# СУТЬ ЗАДАНИЯ:
Прочитайте, пожалуйста, отрывок о Гоголе ниже и ответьте: что, по мнению самого Гоголя, не удалось людям, склонным отвергать тогдашние социальные порядки?

# ИЗБРАННЫЙ ОТРЫВОК:
В шкале ценностей у Гоголя заключены моменты, трудно поддающиеся однозначному толкованию. Пафос духовного возрождения и национального обновления сочетается с идеей укрепления традиционных основ жизни. Его художественные произведения часто использовали для осуждения и отвержения тогдашних социальных порядков. Сам же он полагал, что люди, склонные их отвергать, не только не превзошли эти порядки в идее, но и не возвысились до них: высокопарно осуждают принципы общественного устройства, еще недостаточно полно освоив их, не поняв в существе.

# ВЫДЕРЖКИ ИЗ ДАННЫХ:
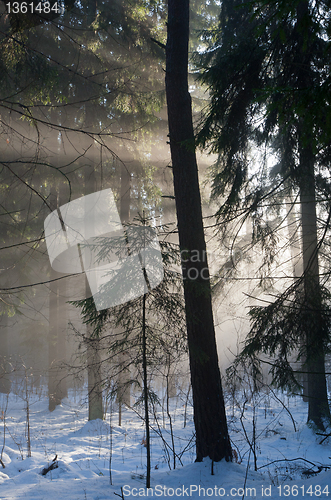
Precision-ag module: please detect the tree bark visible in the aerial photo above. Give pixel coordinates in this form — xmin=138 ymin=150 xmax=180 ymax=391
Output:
xmin=166 ymin=0 xmax=231 ymax=461
xmin=295 ymin=0 xmax=330 ymax=429
xmin=84 ymin=131 xmax=104 ymax=420
xmin=300 ymin=141 xmax=330 ymax=429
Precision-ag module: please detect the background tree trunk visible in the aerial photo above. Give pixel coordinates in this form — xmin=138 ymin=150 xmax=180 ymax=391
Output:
xmin=300 ymin=142 xmax=330 ymax=429
xmin=166 ymin=0 xmax=231 ymax=461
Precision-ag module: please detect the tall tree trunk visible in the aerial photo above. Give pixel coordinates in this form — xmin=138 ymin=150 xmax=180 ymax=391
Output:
xmin=0 ymin=312 xmax=12 ymax=394
xmin=48 ymin=186 xmax=67 ymax=411
xmin=300 ymin=142 xmax=330 ymax=429
xmin=296 ymin=0 xmax=330 ymax=429
xmin=114 ymin=164 xmax=131 ymax=425
xmin=84 ymin=153 xmax=103 ymax=420
xmin=166 ymin=0 xmax=231 ymax=461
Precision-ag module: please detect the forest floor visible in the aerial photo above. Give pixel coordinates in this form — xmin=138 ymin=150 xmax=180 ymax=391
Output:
xmin=0 ymin=382 xmax=331 ymax=500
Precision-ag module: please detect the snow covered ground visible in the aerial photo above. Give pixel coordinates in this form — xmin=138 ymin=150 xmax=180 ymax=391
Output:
xmin=0 ymin=386 xmax=331 ymax=500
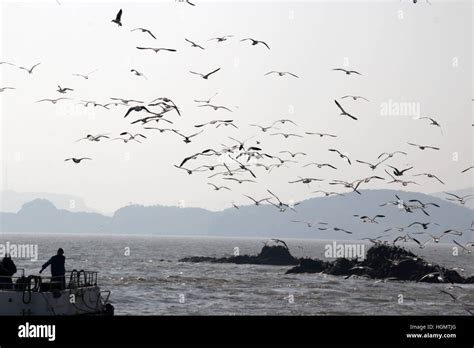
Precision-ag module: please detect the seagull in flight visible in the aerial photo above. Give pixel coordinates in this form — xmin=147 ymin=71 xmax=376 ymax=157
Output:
xmin=328 ymin=149 xmax=352 ymax=165
xmin=270 ymin=133 xmax=303 ymax=139
xmin=385 ymin=170 xmax=419 ymax=186
xmin=222 ymin=178 xmax=255 ymax=184
xmin=57 ymin=85 xmax=74 ymax=94
xmin=194 ymin=93 xmax=218 ymax=104
xmin=172 ymin=129 xmax=204 ymax=144
xmin=445 ymin=192 xmax=474 ymax=205
xmin=184 ymin=39 xmax=205 ymax=50
xmin=207 ymin=35 xmax=234 ymax=42
xmin=120 ymin=132 xmax=146 ymax=141
xmin=272 ymin=119 xmax=298 ymax=127
xmin=194 ymin=120 xmax=237 ymax=128
xmin=76 ymin=134 xmax=110 ymax=142
xmin=123 ymin=105 xmax=159 ymax=118
xmin=332 ymin=68 xmax=362 ymax=75
xmin=354 ymin=214 xmax=385 ymax=224
xmin=64 ymin=157 xmax=92 ymax=164
xmin=303 ymin=162 xmax=337 ymax=169
xmin=37 ymin=98 xmax=71 ymax=104
xmin=18 ymin=63 xmax=41 ymax=74
xmin=207 ymin=182 xmax=230 ymax=191
xmin=130 ymin=28 xmax=156 ymax=40
xmin=288 ymin=176 xmax=323 ymax=184
xmin=249 ymin=124 xmax=278 ymax=133
xmin=377 ymin=151 xmax=407 ymax=159
xmin=407 ymin=143 xmax=439 ymax=150
xmin=198 ymin=104 xmax=232 ymax=112
xmin=110 ymin=98 xmax=143 ymax=105
xmin=387 ymin=165 xmax=413 ymax=176
xmin=244 ymin=195 xmax=270 ymax=205
xmin=334 ymin=99 xmax=357 ymax=121
xmin=137 ymin=46 xmax=176 ymax=53
xmin=72 ymin=69 xmax=99 ymax=80
xmin=312 ymin=190 xmax=344 ymax=197
xmin=413 ymin=173 xmax=444 ymax=185
xmin=130 ymin=69 xmax=148 ymax=80
xmin=112 ymin=9 xmax=122 ymax=27
xmin=333 ymin=227 xmax=352 ymax=234
xmin=461 ymin=166 xmax=474 ymax=173
xmin=304 ymin=132 xmax=337 ymax=138
xmin=190 ymin=68 xmax=221 ymax=80
xmin=341 ymin=95 xmax=369 ymax=101
xmin=419 ymin=117 xmax=441 ymax=128
xmin=356 ymin=157 xmax=388 ymax=170
xmin=240 ymin=37 xmax=270 ymax=49
xmin=263 ymin=70 xmax=299 ymax=79
xmin=279 ymin=151 xmax=307 ymax=158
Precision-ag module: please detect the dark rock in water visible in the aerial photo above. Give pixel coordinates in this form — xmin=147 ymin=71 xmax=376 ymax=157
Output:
xmin=179 ymin=243 xmax=474 ymax=283
xmin=286 ymin=243 xmax=474 ymax=283
xmin=179 ymin=245 xmax=300 ymax=266
xmin=286 ymin=258 xmax=329 ymax=273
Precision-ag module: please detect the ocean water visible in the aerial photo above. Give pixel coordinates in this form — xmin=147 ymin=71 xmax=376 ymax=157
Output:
xmin=0 ymin=233 xmax=474 ymax=315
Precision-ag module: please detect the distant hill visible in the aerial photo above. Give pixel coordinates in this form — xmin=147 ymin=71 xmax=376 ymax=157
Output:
xmin=0 ymin=190 xmax=474 ymax=241
xmin=0 ymin=190 xmax=94 ymax=213
xmin=431 ymin=187 xmax=474 ymax=210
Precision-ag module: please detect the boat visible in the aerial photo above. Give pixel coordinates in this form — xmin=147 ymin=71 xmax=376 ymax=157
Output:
xmin=0 ymin=269 xmax=114 ymax=316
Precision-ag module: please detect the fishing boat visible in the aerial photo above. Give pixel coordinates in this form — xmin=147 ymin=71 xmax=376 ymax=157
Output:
xmin=0 ymin=269 xmax=114 ymax=316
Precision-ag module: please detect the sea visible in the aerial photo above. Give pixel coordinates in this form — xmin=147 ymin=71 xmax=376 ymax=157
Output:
xmin=0 ymin=233 xmax=474 ymax=316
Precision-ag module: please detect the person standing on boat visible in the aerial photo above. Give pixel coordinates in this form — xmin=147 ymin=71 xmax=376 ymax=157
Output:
xmin=40 ymin=248 xmax=66 ymax=290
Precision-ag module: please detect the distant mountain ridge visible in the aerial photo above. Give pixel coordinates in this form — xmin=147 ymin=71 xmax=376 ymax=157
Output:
xmin=0 ymin=190 xmax=95 ymax=213
xmin=0 ymin=190 xmax=474 ymax=241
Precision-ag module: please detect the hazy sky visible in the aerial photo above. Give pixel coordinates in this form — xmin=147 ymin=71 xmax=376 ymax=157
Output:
xmin=0 ymin=0 xmax=474 ymax=212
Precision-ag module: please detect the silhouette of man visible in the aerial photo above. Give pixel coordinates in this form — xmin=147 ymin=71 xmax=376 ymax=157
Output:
xmin=40 ymin=248 xmax=66 ymax=290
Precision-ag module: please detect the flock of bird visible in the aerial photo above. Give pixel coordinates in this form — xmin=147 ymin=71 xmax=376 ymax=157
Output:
xmin=0 ymin=1 xmax=474 ymax=253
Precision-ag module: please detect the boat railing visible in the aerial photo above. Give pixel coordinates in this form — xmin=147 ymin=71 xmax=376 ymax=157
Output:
xmin=0 ymin=269 xmax=98 ymax=292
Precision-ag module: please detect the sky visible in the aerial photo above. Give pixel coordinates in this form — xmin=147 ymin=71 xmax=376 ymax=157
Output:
xmin=0 ymin=0 xmax=474 ymax=213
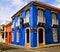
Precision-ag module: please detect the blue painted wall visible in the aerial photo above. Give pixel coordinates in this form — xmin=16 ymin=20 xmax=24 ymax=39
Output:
xmin=12 ymin=5 xmax=60 ymax=47
xmin=30 ymin=5 xmax=37 ymax=47
xmin=44 ymin=9 xmax=53 ymax=44
xmin=56 ymin=13 xmax=60 ymax=43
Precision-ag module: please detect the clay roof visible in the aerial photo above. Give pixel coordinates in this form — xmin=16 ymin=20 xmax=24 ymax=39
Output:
xmin=11 ymin=1 xmax=60 ymax=18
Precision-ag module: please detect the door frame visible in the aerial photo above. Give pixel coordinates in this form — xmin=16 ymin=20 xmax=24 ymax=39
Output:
xmin=37 ymin=27 xmax=45 ymax=47
xmin=25 ymin=27 xmax=30 ymax=47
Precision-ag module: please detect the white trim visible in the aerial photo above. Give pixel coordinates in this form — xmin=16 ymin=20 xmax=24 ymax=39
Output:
xmin=37 ymin=27 xmax=45 ymax=47
xmin=37 ymin=7 xmax=45 ymax=10
xmin=25 ymin=27 xmax=30 ymax=47
xmin=51 ymin=11 xmax=58 ymax=13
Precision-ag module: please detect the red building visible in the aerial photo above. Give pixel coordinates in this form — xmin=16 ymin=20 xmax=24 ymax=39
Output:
xmin=5 ymin=22 xmax=12 ymax=43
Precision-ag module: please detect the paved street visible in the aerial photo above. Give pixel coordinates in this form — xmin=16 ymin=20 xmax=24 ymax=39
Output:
xmin=3 ymin=46 xmax=60 ymax=52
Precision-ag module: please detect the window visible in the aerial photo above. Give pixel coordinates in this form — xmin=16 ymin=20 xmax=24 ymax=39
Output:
xmin=24 ymin=11 xmax=29 ymax=23
xmin=12 ymin=32 xmax=14 ymax=41
xmin=5 ymin=32 xmax=8 ymax=38
xmin=52 ymin=13 xmax=58 ymax=25
xmin=53 ymin=28 xmax=58 ymax=42
xmin=12 ymin=22 xmax=14 ymax=28
xmin=16 ymin=17 xmax=20 ymax=26
xmin=38 ymin=9 xmax=45 ymax=23
xmin=16 ymin=30 xmax=20 ymax=42
xmin=2 ymin=33 xmax=4 ymax=39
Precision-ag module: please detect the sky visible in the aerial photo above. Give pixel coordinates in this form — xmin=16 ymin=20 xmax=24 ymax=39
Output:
xmin=0 ymin=0 xmax=60 ymax=24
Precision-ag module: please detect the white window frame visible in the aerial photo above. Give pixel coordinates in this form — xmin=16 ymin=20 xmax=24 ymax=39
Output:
xmin=16 ymin=30 xmax=20 ymax=42
xmin=53 ymin=28 xmax=58 ymax=42
xmin=24 ymin=10 xmax=29 ymax=23
xmin=52 ymin=13 xmax=58 ymax=25
xmin=12 ymin=32 xmax=14 ymax=41
xmin=37 ymin=9 xmax=45 ymax=24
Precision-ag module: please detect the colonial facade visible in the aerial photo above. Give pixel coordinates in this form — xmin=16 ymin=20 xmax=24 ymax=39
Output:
xmin=12 ymin=1 xmax=60 ymax=47
xmin=5 ymin=22 xmax=12 ymax=43
xmin=0 ymin=24 xmax=5 ymax=43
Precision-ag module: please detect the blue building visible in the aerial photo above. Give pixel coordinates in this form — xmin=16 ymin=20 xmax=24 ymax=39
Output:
xmin=12 ymin=1 xmax=60 ymax=47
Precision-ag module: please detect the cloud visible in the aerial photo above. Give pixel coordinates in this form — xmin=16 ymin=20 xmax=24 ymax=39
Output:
xmin=0 ymin=0 xmax=27 ymax=24
xmin=0 ymin=0 xmax=60 ymax=24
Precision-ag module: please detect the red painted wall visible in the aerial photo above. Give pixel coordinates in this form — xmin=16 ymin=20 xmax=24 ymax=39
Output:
xmin=5 ymin=23 xmax=12 ymax=43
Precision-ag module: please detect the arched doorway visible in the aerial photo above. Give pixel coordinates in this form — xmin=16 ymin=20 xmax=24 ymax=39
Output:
xmin=25 ymin=28 xmax=30 ymax=47
xmin=37 ymin=27 xmax=45 ymax=46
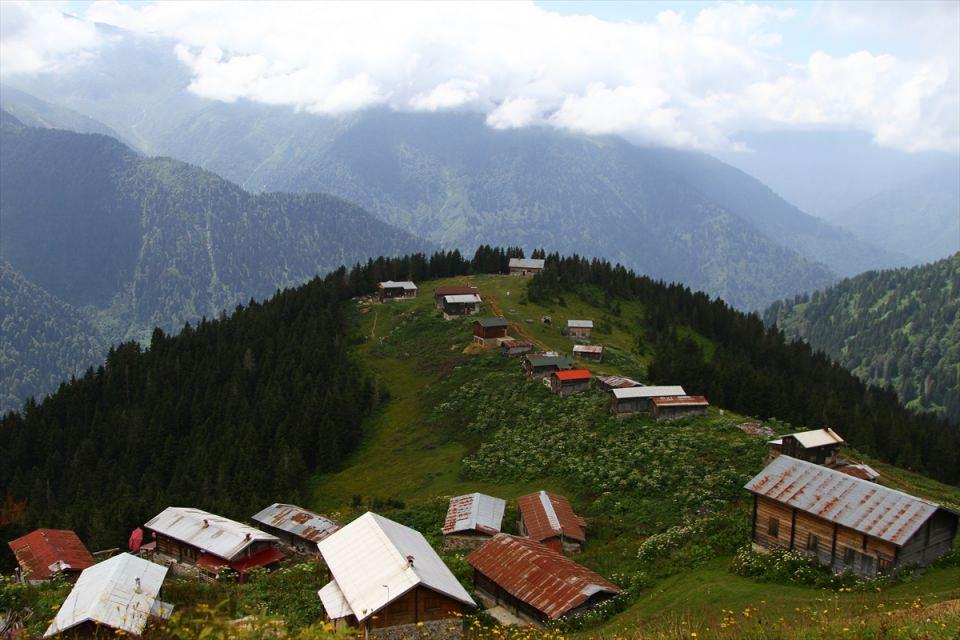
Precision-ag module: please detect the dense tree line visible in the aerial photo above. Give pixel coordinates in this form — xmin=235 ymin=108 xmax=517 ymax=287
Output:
xmin=528 ymin=254 xmax=960 ymax=484
xmin=764 ymin=253 xmax=960 ymax=424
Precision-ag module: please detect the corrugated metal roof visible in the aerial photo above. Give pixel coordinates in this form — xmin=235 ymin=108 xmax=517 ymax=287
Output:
xmin=613 ymin=386 xmax=687 ymax=400
xmin=44 ymin=553 xmax=169 ymax=637
xmin=553 ymin=369 xmax=593 ymax=382
xmin=442 ymin=493 xmax=507 ymax=535
xmin=573 ymin=344 xmax=603 ymax=353
xmin=8 ymin=529 xmax=94 ymax=580
xmin=650 ymin=396 xmax=710 ymax=407
xmin=317 ymin=580 xmax=353 ymax=620
xmin=745 ymin=455 xmax=940 ymax=546
xmin=253 ymin=502 xmax=340 ymax=542
xmin=510 ymin=258 xmax=546 ymax=269
xmin=597 ymin=376 xmax=643 ymax=389
xmin=474 ymin=318 xmax=507 ymax=329
xmin=319 ymin=512 xmax=476 ymax=621
xmin=433 ymin=287 xmax=480 ymax=297
xmin=790 ymin=429 xmax=843 ymax=449
xmin=517 ymin=491 xmax=587 ymax=542
xmin=143 ymin=507 xmax=279 ymax=560
xmin=467 ymin=533 xmax=620 ymax=620
xmin=527 ymin=356 xmax=573 ymax=369
xmin=380 ymin=280 xmax=417 ymax=289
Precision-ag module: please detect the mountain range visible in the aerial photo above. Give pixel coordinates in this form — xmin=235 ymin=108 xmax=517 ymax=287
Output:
xmin=0 ymin=112 xmax=429 ymax=409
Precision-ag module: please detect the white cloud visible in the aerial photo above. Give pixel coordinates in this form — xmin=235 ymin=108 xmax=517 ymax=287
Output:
xmin=2 ymin=2 xmax=960 ymax=151
xmin=0 ymin=0 xmax=99 ymax=76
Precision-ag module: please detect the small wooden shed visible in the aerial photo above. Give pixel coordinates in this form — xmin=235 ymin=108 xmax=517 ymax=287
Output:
xmin=573 ymin=344 xmax=603 ymax=362
xmin=650 ymin=395 xmax=710 ymax=420
xmin=377 ymin=280 xmax=417 ymax=302
xmin=550 ymin=369 xmax=593 ymax=397
xmin=567 ymin=320 xmax=593 ymax=340
xmin=523 ymin=354 xmax=573 ymax=378
xmin=473 ymin=318 xmax=509 ymax=346
xmin=745 ymin=455 xmax=960 ymax=578
xmin=510 ymin=258 xmax=546 ymax=276
xmin=769 ymin=429 xmax=844 ymax=467
xmin=500 ymin=340 xmax=533 ymax=356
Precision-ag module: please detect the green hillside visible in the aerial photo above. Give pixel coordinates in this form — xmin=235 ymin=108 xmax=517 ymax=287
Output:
xmin=0 ymin=256 xmax=960 ymax=640
xmin=764 ymin=253 xmax=960 ymax=424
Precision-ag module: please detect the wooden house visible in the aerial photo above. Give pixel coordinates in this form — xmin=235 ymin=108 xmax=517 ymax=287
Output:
xmin=510 ymin=258 xmax=546 ymax=276
xmin=610 ymin=385 xmax=686 ymax=416
xmin=143 ymin=507 xmax=286 ymax=581
xmin=319 ymin=513 xmax=476 ymax=639
xmin=650 ymin=395 xmax=710 ymax=420
xmin=746 ymin=455 xmax=960 ymax=578
xmin=567 ymin=320 xmax=593 ymax=341
xmin=442 ymin=493 xmax=507 ymax=551
xmin=377 ymin=280 xmax=417 ymax=302
xmin=550 ymin=369 xmax=593 ymax=398
xmin=596 ymin=376 xmax=643 ymax=393
xmin=573 ymin=344 xmax=603 ymax=362
xmin=7 ymin=529 xmax=95 ymax=584
xmin=443 ymin=293 xmax=480 ymax=320
xmin=43 ymin=553 xmax=173 ymax=638
xmin=523 ymin=354 xmax=573 ymax=378
xmin=500 ymin=340 xmax=533 ymax=356
xmin=466 ymin=533 xmax=620 ymax=626
xmin=517 ymin=491 xmax=587 ymax=553
xmin=433 ymin=287 xmax=480 ymax=309
xmin=769 ymin=429 xmax=843 ymax=467
xmin=473 ymin=318 xmax=509 ymax=346
xmin=251 ymin=502 xmax=340 ymax=555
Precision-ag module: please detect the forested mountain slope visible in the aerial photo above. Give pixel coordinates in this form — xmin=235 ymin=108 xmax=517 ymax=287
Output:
xmin=0 ymin=114 xmax=424 ymax=408
xmin=764 ymin=253 xmax=960 ymax=424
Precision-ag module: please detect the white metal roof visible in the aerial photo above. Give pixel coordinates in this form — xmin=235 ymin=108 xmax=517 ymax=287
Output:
xmin=613 ymin=386 xmax=687 ymax=400
xmin=510 ymin=258 xmax=546 ymax=269
xmin=318 ymin=512 xmax=476 ymax=621
xmin=380 ymin=280 xmax=417 ymax=289
xmin=443 ymin=493 xmax=507 ymax=535
xmin=790 ymin=429 xmax=843 ymax=449
xmin=143 ymin=507 xmax=279 ymax=560
xmin=43 ymin=553 xmax=170 ymax=638
xmin=317 ymin=580 xmax=353 ymax=620
xmin=573 ymin=344 xmax=603 ymax=353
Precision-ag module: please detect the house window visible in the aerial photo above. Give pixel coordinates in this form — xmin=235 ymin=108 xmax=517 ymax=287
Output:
xmin=843 ymin=547 xmax=857 ymax=566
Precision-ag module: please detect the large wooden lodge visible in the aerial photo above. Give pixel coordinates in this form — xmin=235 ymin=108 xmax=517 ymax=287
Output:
xmin=746 ymin=455 xmax=960 ymax=578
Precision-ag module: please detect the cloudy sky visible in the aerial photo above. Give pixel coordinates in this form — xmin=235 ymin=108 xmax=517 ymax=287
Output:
xmin=0 ymin=1 xmax=960 ymax=153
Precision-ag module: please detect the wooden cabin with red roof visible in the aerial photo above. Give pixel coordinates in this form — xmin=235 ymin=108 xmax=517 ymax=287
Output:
xmin=7 ymin=529 xmax=96 ymax=584
xmin=466 ymin=533 xmax=620 ymax=625
xmin=650 ymin=396 xmax=710 ymax=420
xmin=517 ymin=491 xmax=587 ymax=553
xmin=550 ymin=369 xmax=593 ymax=398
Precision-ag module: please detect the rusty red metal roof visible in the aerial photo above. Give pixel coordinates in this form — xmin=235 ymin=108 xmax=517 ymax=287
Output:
xmin=466 ymin=533 xmax=620 ymax=620
xmin=650 ymin=396 xmax=710 ymax=407
xmin=8 ymin=529 xmax=95 ymax=580
xmin=745 ymin=455 xmax=943 ymax=546
xmin=517 ymin=491 xmax=587 ymax=542
xmin=553 ymin=369 xmax=593 ymax=382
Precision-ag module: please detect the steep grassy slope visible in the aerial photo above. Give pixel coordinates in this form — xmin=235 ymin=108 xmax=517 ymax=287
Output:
xmin=764 ymin=253 xmax=960 ymax=424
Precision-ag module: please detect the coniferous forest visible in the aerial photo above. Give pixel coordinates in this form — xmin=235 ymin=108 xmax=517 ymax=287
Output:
xmin=0 ymin=247 xmax=960 ymax=560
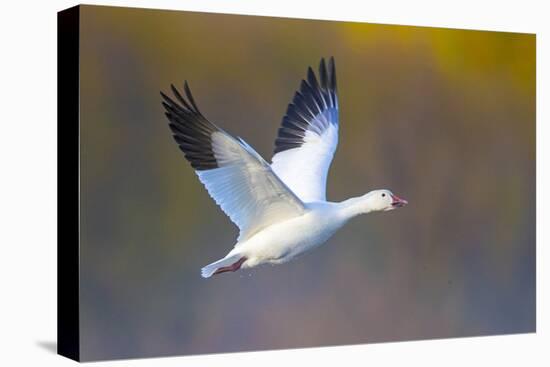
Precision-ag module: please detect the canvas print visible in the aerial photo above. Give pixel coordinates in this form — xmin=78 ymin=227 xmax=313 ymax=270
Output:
xmin=58 ymin=6 xmax=536 ymax=361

# РЕШЕНИЕ:
Они не только не превзошли эти порядки в идее, но и не возвысились до них.